> Stated problem:
Turn the records below, from their start through the line containing "165 141 L 170", into a numbered list with blank lines left out. Include both of those end lines and nothing after them.

Records from a dataset:
====================
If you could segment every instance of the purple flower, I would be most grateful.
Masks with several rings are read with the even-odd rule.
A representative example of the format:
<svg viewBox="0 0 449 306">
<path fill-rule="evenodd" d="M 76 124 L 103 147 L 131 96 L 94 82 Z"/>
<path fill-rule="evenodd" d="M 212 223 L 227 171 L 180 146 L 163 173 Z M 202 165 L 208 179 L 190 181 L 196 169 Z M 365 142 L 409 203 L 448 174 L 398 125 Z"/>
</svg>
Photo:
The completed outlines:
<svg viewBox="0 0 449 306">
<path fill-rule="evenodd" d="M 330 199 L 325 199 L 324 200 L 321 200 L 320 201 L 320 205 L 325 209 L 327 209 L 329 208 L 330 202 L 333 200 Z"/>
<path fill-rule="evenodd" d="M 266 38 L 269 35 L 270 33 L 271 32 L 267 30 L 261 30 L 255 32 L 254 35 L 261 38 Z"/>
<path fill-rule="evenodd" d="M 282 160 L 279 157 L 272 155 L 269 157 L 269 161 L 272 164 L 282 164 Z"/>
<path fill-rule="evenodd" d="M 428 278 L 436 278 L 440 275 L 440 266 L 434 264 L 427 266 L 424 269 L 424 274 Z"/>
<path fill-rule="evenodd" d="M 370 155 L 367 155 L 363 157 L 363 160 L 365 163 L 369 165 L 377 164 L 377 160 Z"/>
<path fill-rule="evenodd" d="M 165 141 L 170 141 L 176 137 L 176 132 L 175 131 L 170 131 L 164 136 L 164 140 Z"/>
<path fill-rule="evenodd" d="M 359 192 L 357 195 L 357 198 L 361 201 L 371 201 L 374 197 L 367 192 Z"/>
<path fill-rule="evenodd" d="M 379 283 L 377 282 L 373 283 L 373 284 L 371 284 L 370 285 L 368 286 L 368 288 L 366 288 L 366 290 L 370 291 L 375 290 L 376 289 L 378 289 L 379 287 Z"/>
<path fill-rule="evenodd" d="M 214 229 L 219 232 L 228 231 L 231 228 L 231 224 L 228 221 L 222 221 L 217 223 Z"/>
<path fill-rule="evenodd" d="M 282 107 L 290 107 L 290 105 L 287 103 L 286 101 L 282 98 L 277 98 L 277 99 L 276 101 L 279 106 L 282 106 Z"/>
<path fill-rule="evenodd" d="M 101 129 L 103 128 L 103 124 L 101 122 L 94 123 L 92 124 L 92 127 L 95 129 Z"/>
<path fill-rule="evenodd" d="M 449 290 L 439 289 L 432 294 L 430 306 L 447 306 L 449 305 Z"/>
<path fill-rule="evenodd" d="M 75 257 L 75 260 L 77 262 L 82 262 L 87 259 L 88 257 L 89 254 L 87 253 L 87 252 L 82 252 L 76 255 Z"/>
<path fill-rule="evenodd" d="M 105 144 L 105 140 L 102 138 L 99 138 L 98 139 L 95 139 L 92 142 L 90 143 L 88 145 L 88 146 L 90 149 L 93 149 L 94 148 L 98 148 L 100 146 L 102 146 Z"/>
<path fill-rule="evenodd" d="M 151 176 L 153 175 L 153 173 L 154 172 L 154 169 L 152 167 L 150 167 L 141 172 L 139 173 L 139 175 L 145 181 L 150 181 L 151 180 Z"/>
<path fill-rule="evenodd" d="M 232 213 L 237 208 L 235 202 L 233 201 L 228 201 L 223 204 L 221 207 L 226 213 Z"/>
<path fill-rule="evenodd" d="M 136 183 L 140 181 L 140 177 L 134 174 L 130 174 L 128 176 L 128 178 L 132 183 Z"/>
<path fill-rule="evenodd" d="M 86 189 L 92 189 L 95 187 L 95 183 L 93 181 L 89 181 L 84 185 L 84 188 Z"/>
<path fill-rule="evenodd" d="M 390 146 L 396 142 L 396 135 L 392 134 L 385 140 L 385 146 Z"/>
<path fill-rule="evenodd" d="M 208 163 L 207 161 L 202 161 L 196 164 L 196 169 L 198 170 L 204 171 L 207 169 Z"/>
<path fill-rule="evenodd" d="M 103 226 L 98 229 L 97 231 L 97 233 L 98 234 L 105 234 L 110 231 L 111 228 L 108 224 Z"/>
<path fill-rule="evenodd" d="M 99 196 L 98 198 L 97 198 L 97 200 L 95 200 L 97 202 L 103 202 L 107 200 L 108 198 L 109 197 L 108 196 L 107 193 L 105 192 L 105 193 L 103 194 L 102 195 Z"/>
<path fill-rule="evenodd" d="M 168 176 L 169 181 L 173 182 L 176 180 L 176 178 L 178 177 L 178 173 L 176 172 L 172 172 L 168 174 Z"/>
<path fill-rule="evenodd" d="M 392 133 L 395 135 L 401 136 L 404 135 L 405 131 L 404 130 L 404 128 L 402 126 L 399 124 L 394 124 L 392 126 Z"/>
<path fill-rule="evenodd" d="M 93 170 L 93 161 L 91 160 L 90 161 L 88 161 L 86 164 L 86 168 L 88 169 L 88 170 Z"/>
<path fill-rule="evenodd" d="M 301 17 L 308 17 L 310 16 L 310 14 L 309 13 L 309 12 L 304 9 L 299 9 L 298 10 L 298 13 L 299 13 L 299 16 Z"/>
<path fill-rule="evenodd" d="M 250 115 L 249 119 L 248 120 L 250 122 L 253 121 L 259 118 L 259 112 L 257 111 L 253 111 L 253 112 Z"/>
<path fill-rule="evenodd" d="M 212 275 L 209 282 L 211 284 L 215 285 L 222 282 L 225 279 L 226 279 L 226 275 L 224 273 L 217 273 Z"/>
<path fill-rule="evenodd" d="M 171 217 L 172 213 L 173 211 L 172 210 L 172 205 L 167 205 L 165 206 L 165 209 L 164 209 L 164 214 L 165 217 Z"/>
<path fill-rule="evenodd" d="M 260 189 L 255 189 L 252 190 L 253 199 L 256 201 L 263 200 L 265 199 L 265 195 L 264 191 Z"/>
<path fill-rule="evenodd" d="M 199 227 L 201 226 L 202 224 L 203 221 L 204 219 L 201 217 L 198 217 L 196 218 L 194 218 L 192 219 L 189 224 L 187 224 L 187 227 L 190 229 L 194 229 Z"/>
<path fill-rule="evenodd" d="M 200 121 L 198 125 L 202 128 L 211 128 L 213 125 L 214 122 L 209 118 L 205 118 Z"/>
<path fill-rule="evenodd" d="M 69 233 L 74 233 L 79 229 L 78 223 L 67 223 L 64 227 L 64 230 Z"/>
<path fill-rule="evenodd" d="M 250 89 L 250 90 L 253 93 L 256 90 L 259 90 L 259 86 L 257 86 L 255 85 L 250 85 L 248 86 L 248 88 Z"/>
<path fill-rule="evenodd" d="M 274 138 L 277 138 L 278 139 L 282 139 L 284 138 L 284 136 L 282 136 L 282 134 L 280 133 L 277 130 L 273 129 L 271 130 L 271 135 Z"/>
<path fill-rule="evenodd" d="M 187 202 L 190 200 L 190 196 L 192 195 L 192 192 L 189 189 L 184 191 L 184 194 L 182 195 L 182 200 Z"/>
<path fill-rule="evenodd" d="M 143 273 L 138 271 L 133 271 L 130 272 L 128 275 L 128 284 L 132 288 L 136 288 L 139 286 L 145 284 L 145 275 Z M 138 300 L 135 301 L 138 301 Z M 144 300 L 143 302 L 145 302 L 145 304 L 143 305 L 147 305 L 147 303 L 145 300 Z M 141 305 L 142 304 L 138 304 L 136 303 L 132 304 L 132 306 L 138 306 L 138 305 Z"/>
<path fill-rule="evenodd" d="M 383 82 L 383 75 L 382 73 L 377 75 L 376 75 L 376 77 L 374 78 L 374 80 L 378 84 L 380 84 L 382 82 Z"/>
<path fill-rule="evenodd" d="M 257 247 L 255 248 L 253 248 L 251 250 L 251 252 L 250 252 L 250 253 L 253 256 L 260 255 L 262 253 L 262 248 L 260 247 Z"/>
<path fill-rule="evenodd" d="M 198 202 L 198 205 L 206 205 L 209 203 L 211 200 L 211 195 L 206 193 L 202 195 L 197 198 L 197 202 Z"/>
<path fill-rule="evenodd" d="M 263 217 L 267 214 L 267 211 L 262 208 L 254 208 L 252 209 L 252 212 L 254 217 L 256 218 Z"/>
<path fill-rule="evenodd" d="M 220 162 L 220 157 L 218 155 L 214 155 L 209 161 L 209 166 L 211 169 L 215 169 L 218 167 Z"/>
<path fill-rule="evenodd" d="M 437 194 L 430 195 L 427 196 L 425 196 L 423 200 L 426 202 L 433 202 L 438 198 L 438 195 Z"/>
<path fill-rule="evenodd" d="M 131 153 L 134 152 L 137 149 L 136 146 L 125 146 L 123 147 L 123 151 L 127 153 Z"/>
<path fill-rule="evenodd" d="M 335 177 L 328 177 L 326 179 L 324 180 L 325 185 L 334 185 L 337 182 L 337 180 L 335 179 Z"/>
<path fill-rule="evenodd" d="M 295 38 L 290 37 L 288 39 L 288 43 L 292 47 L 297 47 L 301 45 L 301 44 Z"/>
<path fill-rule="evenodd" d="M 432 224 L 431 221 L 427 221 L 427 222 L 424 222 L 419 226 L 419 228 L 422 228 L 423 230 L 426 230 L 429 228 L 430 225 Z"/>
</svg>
====================
> Exercise answer:
1. If you could segment every instance of the purple flower, I would be most grateful.
2. Masks with several rings are read with the even-odd rule.
3. A representative example of the format:
4. <svg viewBox="0 0 449 306">
5. <path fill-rule="evenodd" d="M 76 124 L 103 147 L 131 96 L 94 82 Z"/>
6. <path fill-rule="evenodd" d="M 212 223 L 227 171 L 180 146 L 163 173 Z M 202 165 L 208 179 L 190 181 L 196 169 Z M 365 142 L 409 203 L 448 174 L 398 125 Z"/>
7. </svg>
8. Photo:
9. The completed outlines:
10. <svg viewBox="0 0 449 306">
11. <path fill-rule="evenodd" d="M 330 199 L 325 199 L 324 200 L 321 200 L 320 201 L 320 205 L 325 209 L 327 209 L 329 208 L 330 202 L 333 200 Z"/>
12. <path fill-rule="evenodd" d="M 266 38 L 269 35 L 270 33 L 271 32 L 267 30 L 261 30 L 255 32 L 254 35 L 261 38 Z"/>
13. <path fill-rule="evenodd" d="M 282 160 L 279 157 L 272 155 L 269 157 L 269 161 L 272 164 L 282 164 Z"/>
14. <path fill-rule="evenodd" d="M 428 278 L 436 278 L 440 275 L 440 266 L 434 264 L 427 266 L 424 269 L 424 274 Z"/>
15. <path fill-rule="evenodd" d="M 370 155 L 367 155 L 363 157 L 363 160 L 365 163 L 369 165 L 377 164 L 377 160 Z"/>
16. <path fill-rule="evenodd" d="M 165 141 L 170 141 L 176 137 L 176 132 L 175 131 L 170 131 L 164 136 L 164 140 Z"/>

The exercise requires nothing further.